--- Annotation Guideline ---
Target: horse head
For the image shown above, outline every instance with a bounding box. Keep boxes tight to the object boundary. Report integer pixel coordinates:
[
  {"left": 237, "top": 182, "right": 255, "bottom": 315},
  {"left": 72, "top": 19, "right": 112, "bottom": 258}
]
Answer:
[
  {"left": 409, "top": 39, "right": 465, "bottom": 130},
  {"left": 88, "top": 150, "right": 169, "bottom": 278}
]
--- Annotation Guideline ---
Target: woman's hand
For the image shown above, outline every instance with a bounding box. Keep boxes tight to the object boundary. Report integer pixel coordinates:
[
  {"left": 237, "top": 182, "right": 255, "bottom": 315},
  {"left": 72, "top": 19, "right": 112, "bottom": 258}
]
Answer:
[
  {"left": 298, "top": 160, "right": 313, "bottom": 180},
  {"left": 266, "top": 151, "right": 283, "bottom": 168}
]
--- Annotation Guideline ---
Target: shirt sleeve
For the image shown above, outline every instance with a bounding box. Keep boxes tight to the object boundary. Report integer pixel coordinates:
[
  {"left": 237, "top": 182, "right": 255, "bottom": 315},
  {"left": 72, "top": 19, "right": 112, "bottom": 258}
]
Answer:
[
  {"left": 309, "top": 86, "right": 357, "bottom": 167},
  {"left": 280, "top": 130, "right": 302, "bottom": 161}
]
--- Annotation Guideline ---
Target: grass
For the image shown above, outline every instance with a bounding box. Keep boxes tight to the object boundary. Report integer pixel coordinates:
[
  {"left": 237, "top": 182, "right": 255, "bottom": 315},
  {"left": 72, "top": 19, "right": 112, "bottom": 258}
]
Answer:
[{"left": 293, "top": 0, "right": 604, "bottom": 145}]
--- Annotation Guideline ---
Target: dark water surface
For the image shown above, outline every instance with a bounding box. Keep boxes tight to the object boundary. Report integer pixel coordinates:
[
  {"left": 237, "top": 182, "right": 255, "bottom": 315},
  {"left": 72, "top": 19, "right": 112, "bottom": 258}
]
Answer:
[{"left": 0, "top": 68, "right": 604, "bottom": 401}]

--*--

### GOAL:
Identify each line in the records above that contains the word "Target" and copy those lines in order.

### CORRECT ANSWER:
Target: horse head
Target: woman's hand
Target: shirt sleeve
Target: grass
Target: dark water surface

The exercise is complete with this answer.